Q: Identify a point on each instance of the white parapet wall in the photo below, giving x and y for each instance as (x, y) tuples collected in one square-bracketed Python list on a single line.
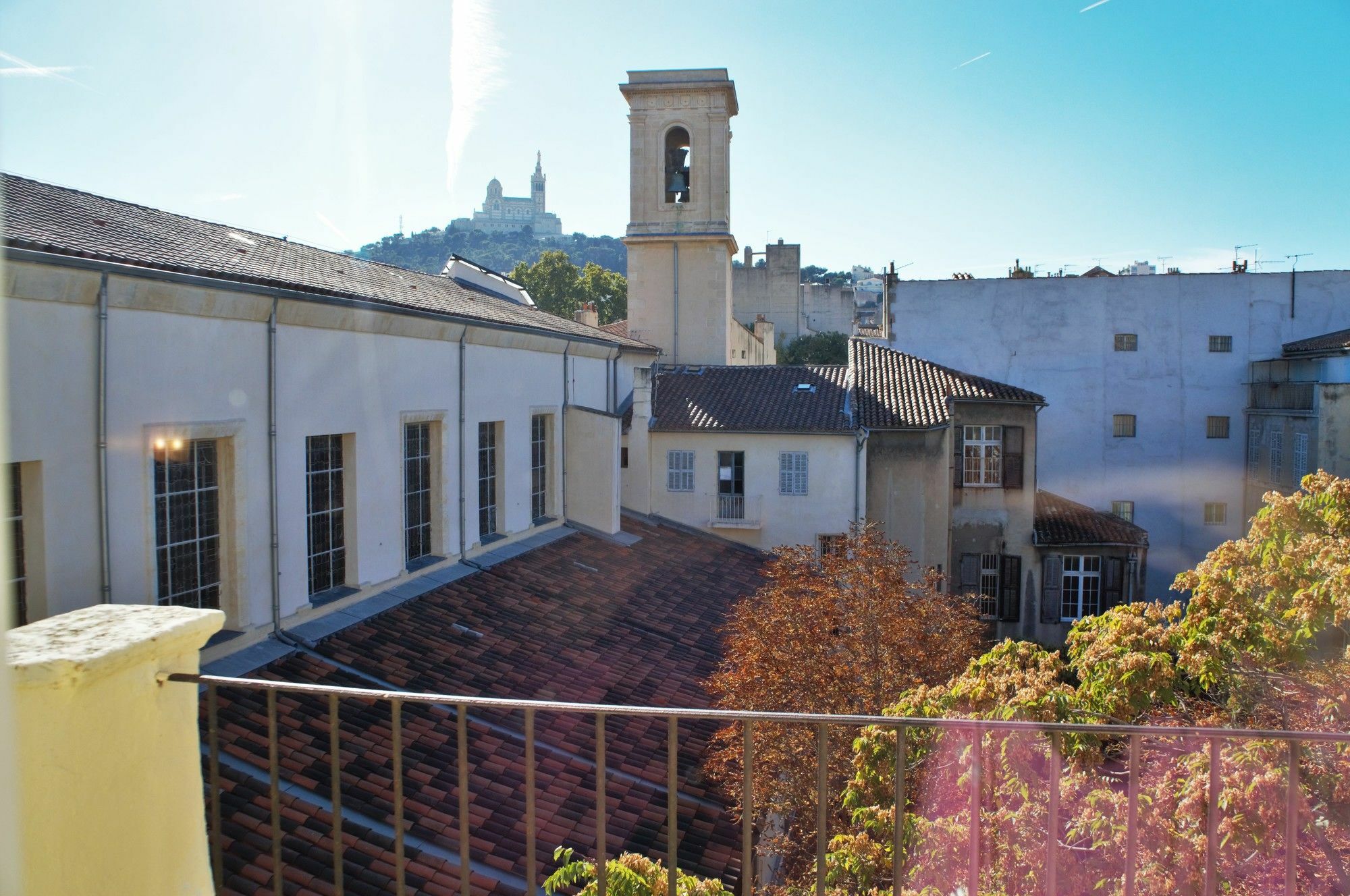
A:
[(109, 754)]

...

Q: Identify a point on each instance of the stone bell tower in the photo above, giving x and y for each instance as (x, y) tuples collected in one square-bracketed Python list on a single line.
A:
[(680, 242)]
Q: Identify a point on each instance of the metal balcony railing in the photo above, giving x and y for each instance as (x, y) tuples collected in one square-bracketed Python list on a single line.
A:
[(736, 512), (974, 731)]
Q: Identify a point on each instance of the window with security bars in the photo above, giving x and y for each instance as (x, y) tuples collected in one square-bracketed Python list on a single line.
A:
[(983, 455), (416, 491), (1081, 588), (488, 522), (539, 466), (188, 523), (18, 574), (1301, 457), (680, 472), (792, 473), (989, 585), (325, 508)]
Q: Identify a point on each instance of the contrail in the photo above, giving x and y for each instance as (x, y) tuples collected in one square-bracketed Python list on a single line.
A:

> OBJECTIVE: Reproduce the material above word for word, starting at the line that contains "Q: Identify a point on each instance of the metal" and ending at the line that contains "585), (325, 508)]", with both of those lines included.

> RESULT OF THE TASK:
Q: Identify a point on each instance of the metal balcony railing in the photo above, giving x and y for each instance as (x, y) tuples collected in one square-bracketed Python list on a single line.
A:
[(736, 512), (974, 731)]
Q: Identify a point on each instance of the window with security bars in the photo above, giving x and y for each instance as (x, y) tuples collected in one square-bracketed Python list on a single line.
A:
[(983, 455), (416, 491), (1081, 588), (488, 522), (539, 466), (188, 523), (18, 574), (1301, 457), (680, 472), (792, 473), (989, 585), (325, 508)]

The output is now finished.